• _Text block_
Furthermore, since Jena can handle input ontologies in OWL (the default), and RDFS, it is necessary to be able to specify which language is being processed. This will affect both the parsing of the input documents, and the language profile selected for the constants in the generated Java class.

Command line --owl
Config file <sgen:owl rdf:datatype="&xsd;boolean">true</sgen:owl>
Command line --rdfs
Config file <sgen:rdfs rdf:datatype="&xsd;boolean">true</sgen:owl>

Prior to Jena 2.2, schemagen used a Jena model to load the input document that also applied some rules of inference to the input data. So, for example, a resource that is mentioned as the owl:range of a property can be inferred to be rdf:type owl:Class, and hence listed in the class constants in the generated Java class, even if that fact is not directly asserted in the input model. From Jena 2.2 onwards, this option is now off by default. If correct handling of an input document by schemagen requires the use of inference rules, this must be specified by the inference option.

• _Task list_
1. Condense the schemagen paragraph beginning "Prior to Jena 2.2" into a short bulleted list that keeps its main facts.
2. Extend the schemagen passage past its final sentence with a few more sentences in the same technical style.

• _Data records_
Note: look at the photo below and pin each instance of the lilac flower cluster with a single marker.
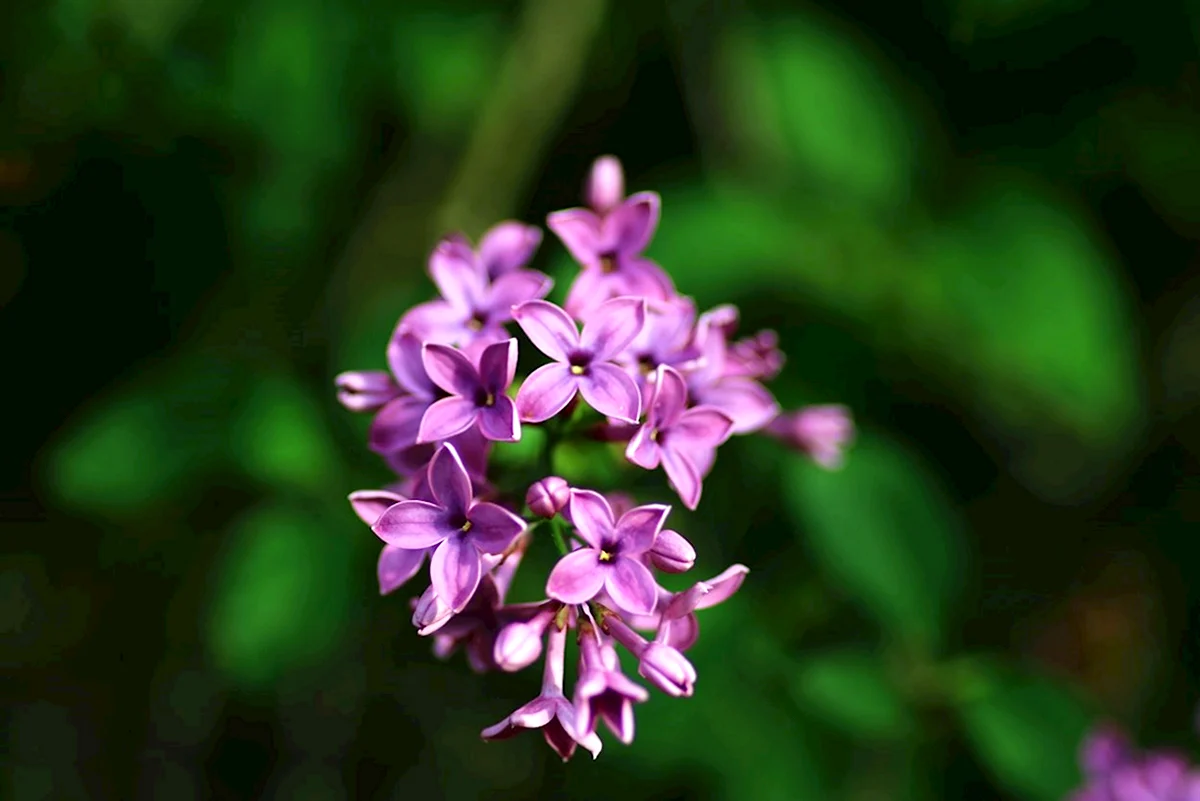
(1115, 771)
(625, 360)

...

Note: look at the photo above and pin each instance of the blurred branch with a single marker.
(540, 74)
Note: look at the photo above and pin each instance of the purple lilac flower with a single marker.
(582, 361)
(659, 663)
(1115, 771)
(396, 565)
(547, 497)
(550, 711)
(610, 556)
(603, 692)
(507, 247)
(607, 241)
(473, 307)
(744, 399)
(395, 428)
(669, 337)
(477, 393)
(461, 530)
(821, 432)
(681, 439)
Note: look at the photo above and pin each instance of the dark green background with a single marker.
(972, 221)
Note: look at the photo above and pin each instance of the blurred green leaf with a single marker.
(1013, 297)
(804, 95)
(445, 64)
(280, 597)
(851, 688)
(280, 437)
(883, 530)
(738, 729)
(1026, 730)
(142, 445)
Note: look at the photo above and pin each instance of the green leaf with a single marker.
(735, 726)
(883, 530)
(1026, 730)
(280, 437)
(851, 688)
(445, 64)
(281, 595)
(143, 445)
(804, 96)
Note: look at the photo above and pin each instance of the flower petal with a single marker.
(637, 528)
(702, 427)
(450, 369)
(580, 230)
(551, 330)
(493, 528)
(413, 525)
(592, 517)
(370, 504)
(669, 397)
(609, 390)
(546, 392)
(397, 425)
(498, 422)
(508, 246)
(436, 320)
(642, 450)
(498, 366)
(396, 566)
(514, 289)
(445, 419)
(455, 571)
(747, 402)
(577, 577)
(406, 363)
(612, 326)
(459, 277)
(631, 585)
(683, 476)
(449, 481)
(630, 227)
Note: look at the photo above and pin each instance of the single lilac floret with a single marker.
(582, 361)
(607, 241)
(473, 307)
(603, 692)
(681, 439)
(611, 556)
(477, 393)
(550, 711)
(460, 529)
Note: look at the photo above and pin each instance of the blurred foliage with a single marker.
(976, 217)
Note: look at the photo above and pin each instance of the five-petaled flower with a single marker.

• _Results by task_
1.
- Before Jena 2.2, schemagen loaded the input document into a Jena model that applied some inference rules to the input data.
- As a result, a resource mentioned as the owl:range of a property could be inferred to be rdf:type owl:Class and listed among the class constants in the generated Java class, even when the input model did not assert this directly.
- From Jena 2.2 onwards, this inference is off by default.
- If schemagen needs inference rules to handle an input document correctly, they must be requested with the inference option.

2.
Command line --inference
Config file <sgen:inference rdf:datatype="&xsd;boolean">true</sgen:owl>

Specifying the Java package

Command line --package <*package-name*>
Config file <sgen:package rdf:datatype="&xsd;string">*package-name*</sgen:package>

By default, the Java class generated by schemagen will not be in a Java package. Set the package configuration option to specify the Java package name. Change from Jena 2.6.4-SNAPSHOT onwards: Setting the package name will affect the directory into which the generated class will be written: directories will be appended to the output directory to match the Java package.

Additional decorations on the main class declaration

Command line --classdec <*class-declaration*>
Config file <sgen:classdec rdf:datatype="&xsd;string">*class-declaration*</sgen:classdec>

In some applications, it may be convenient to add additional information to the declaration of the Java class, for example that the class implements a given interface (such as java.lang.Serializable). Any string given as the value of the class-declaration option will be written immediately after “public class <i>ClassName</i>”.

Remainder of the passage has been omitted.